(RECORD SET begins)

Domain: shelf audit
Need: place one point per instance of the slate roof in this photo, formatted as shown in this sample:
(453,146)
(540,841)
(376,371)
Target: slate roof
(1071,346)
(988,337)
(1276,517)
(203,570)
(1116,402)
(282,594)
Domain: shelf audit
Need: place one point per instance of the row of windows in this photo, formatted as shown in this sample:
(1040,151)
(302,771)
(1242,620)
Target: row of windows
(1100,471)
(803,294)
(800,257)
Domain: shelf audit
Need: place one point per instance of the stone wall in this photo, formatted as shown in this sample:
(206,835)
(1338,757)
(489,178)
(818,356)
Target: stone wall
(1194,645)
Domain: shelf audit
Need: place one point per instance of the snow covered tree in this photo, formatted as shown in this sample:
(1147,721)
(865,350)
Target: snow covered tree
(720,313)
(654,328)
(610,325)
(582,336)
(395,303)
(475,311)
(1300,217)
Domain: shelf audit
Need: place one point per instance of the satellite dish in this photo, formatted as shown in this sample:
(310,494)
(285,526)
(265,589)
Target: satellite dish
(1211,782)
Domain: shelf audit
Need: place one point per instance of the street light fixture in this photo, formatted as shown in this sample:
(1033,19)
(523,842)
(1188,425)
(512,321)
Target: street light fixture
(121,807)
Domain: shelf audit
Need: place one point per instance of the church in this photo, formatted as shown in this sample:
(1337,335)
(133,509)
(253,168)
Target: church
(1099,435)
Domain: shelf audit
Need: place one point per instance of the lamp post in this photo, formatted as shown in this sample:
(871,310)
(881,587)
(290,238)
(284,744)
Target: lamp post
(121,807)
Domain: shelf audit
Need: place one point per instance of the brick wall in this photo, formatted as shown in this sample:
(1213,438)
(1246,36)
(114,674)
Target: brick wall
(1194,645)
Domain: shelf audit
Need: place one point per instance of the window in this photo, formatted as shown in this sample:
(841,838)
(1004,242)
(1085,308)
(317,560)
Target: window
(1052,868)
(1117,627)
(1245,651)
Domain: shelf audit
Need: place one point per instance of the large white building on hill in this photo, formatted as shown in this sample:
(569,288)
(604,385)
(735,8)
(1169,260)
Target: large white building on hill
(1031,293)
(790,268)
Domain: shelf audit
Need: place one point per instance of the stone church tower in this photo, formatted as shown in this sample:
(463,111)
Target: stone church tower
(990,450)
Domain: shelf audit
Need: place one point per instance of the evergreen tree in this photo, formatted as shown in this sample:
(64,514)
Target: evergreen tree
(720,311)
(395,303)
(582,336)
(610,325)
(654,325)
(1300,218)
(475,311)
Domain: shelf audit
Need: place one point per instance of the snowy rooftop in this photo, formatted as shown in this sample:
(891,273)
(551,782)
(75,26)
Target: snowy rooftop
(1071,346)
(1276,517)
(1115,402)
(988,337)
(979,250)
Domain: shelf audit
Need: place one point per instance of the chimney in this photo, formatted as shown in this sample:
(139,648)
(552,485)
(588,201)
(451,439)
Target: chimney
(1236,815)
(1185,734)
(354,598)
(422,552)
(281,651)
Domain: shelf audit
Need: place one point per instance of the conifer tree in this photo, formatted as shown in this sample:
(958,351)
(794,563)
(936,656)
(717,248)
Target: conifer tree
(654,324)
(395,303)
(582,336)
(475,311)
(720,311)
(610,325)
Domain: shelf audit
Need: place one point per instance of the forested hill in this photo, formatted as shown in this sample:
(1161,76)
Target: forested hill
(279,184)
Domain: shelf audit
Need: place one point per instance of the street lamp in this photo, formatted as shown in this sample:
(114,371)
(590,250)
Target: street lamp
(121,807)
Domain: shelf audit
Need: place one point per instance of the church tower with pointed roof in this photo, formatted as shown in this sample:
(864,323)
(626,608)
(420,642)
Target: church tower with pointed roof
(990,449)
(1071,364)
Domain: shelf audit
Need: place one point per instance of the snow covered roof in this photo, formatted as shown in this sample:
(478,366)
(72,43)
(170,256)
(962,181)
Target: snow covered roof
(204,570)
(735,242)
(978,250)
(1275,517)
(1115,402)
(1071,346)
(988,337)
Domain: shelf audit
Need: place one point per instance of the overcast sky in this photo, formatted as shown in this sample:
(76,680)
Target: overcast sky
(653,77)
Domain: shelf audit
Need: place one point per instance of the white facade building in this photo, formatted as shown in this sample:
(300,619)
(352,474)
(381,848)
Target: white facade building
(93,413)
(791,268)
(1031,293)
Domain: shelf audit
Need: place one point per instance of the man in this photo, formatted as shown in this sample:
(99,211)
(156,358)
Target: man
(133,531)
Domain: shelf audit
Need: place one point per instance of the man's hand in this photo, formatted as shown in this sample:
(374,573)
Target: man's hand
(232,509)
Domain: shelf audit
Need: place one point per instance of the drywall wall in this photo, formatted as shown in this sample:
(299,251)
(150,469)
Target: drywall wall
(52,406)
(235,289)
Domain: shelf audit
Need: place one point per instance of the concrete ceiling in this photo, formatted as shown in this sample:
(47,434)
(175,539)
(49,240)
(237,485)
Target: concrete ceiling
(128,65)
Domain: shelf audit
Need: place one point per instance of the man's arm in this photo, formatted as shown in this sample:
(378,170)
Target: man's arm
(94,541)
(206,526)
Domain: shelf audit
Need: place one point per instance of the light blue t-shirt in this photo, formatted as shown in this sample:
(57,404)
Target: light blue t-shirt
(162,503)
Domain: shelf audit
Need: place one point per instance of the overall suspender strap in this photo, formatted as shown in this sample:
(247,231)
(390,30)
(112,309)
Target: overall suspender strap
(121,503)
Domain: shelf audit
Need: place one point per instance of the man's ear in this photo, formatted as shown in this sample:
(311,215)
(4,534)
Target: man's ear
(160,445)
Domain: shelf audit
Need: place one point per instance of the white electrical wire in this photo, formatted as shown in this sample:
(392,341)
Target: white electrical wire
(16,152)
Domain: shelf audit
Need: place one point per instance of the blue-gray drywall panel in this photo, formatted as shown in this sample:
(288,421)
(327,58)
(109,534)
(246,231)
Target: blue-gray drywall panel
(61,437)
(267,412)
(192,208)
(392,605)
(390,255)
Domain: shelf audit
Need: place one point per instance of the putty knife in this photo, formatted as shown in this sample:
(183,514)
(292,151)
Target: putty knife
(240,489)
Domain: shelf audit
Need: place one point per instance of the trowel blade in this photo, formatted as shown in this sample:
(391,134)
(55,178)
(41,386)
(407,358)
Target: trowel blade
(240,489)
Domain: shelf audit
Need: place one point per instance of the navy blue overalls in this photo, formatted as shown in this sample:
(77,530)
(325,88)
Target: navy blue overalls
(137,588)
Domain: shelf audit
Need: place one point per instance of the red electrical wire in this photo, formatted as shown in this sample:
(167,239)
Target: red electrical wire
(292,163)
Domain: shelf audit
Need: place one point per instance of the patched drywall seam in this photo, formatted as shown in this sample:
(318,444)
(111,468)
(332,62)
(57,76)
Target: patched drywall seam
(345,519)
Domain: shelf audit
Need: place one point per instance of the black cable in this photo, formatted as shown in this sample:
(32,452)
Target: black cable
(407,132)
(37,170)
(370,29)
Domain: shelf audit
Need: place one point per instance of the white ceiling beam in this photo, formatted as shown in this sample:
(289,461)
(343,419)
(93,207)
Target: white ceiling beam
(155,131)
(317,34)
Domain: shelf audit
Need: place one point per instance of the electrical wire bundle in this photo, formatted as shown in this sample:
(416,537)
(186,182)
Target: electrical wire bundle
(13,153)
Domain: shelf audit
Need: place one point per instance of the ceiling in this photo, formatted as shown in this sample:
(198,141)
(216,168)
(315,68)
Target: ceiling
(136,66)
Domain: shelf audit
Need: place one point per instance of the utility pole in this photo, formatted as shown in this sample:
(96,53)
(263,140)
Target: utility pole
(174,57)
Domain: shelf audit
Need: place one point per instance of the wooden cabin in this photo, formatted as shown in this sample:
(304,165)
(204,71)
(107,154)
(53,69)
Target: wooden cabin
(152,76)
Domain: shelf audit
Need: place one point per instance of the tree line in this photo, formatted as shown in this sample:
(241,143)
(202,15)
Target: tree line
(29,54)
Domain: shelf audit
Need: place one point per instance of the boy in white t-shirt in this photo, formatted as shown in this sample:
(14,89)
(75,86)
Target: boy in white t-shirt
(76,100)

(RECORD SET ends)

## YOUR ASSIGNMENT
Which lines run from the one holding "Need: place one point per instance of the overcast" through the one holding "Need: place one point per instance of the putty" in the records above? Repeat them exactly, both included, and nothing more.

## REPLY TO THE EXERCISE
Need: place one point per instance of the overcast sky in this photo, formatted as shown in this sample:
(76,680)
Target: overcast sky
(653,77)
Domain: shelf audit
Need: place one point per instance of the white facade building in this photo, formatted as shown in this sample:
(300,619)
(352,474)
(381,848)
Target: white facade building
(93,413)
(791,268)
(1031,293)
Domain: shelf audit
Need: place one point per instance of the man in this photo, formatted as shown in this sample:
(99,211)
(156,358)
Target: man
(133,531)
Domain: shelf audit
Need: place one point per instance of the man's hand in this photo, formatted as shown in this sample:
(374,573)
Target: man's hand
(232,509)
Domain: shelf audit
Need: place one point per instance of the drywall wall in this photo, formatted as shown in this sample:
(299,251)
(150,469)
Target: drywall wall
(52,406)
(235,289)
Domain: shelf audit
Need: place one point per instance of the concrete ceiling in this photo, formatted as shown in this sample:
(47,434)
(175,539)
(49,240)
(237,485)
Target: concrete ceiling
(128,65)
Domain: shelf audit
Need: place one point per instance of the man's arm in this photo, formatted as shown in this sample:
(378,170)
Target: man's arm
(94,541)
(206,526)
Domain: shelf audit
Need: place one point per instance of the light blue t-shirt in this photo, formatted as shown in this sample:
(57,404)
Target: light blue t-shirt
(162,503)
Domain: shelf audit
Need: place one point per instance of the overall suspender strap in this photo, formatted as shown in this sample:
(247,231)
(390,30)
(112,309)
Target: overall suspender strap
(121,503)
Domain: shelf audit
Need: place one point per instance of the man's ear in this photo, formatted as shown in this sample:
(311,215)
(4,534)
Target: man's ear
(160,445)
Domain: shelf audit
Need: place one point per instance of the white electrical wire in this photo, formatted as shown in this sample:
(392,341)
Target: white electrical wire
(16,152)
Domain: shelf audit
Need: place one point per instance of the blue-gray drywall panel in this photo, formatted as shown in this sample:
(288,421)
(327,58)
(109,534)
(246,231)
Target: blue-gray drywall panel
(61,437)
(267,412)
(192,208)
(392,605)
(390,255)
Domain: shelf audit
Need: place one point per instance of the putty knife in this photo, formatted as shown in this sample:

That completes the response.